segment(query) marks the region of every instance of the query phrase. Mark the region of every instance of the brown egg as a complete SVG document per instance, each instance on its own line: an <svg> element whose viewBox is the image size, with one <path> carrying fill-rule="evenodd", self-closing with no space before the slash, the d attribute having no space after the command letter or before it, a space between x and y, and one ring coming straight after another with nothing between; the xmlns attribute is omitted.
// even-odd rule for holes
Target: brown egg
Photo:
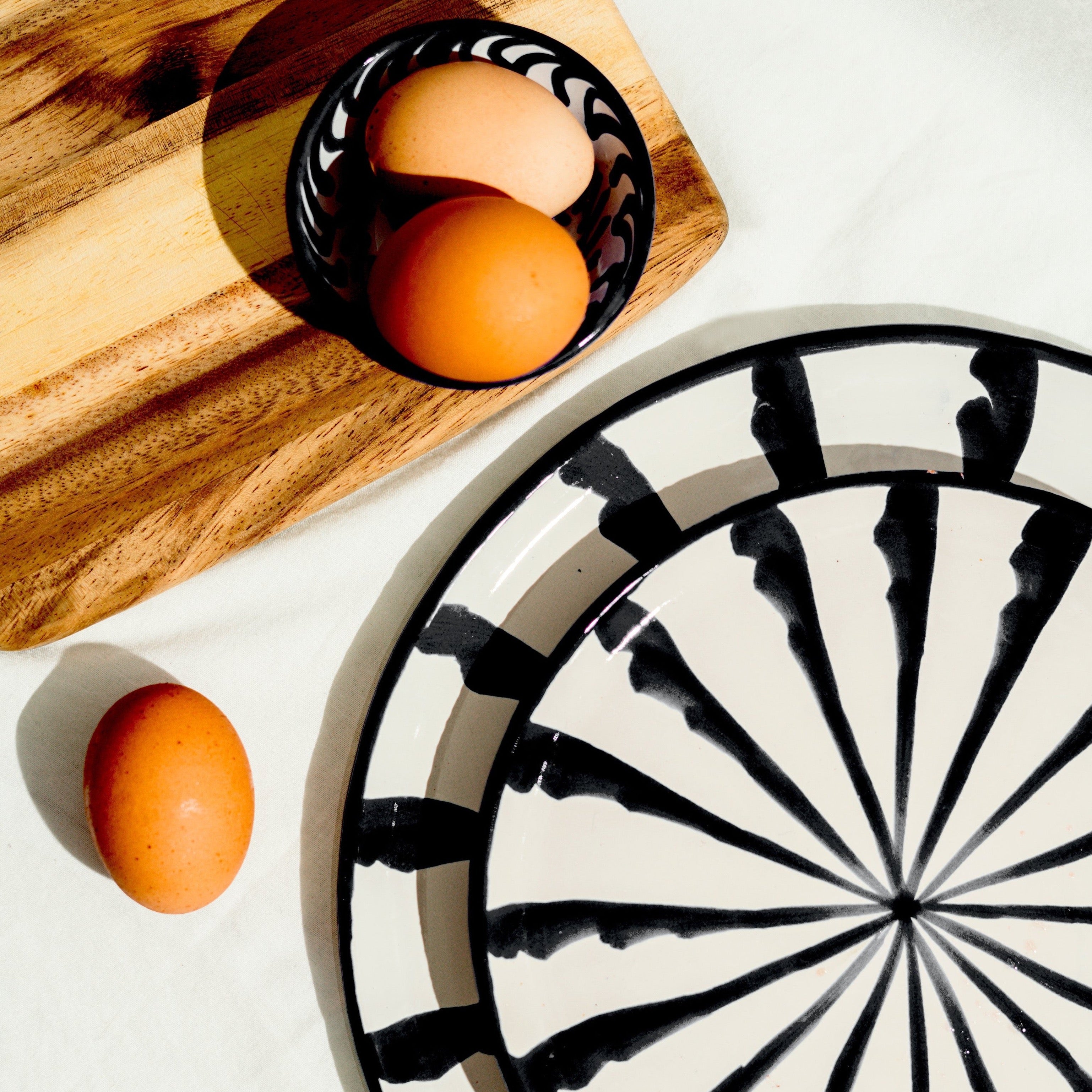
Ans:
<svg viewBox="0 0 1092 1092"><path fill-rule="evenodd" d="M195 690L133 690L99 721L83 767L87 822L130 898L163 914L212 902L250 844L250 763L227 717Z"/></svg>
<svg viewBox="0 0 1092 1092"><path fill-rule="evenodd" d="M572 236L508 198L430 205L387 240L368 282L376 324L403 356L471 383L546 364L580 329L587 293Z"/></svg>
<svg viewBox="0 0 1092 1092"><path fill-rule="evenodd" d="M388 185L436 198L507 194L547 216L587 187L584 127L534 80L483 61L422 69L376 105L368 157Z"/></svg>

★ ★ ★ ★ ★

What is needed: Can you extract every line of the material above, unchanged and in order, while leaving the pictures out?

In response:
segment(query) marks the region of every instance of the query phrase. Mark the region of every instance of the brown egg as a complete SVG document per instance, each instance on its own line: an <svg> element whose viewBox is the image size, with one <path> carrying fill-rule="evenodd", self-closing with no space before the slash, the d attribute having no space after the command letter or before it, a space between x and y, and one ring coming straight after another with nothing between; the xmlns attribute is omitted.
// even-odd rule for holes
Target: brown egg
Photo:
Ans:
<svg viewBox="0 0 1092 1092"><path fill-rule="evenodd" d="M195 690L133 690L99 721L83 767L87 822L130 898L163 914L212 902L250 844L250 763L227 717Z"/></svg>
<svg viewBox="0 0 1092 1092"><path fill-rule="evenodd" d="M572 236L508 198L430 205L387 240L368 282L376 324L403 356L471 383L546 364L580 329L587 293Z"/></svg>
<svg viewBox="0 0 1092 1092"><path fill-rule="evenodd" d="M388 185L436 198L507 194L547 216L587 187L584 127L534 80L483 61L422 69L376 105L368 157Z"/></svg>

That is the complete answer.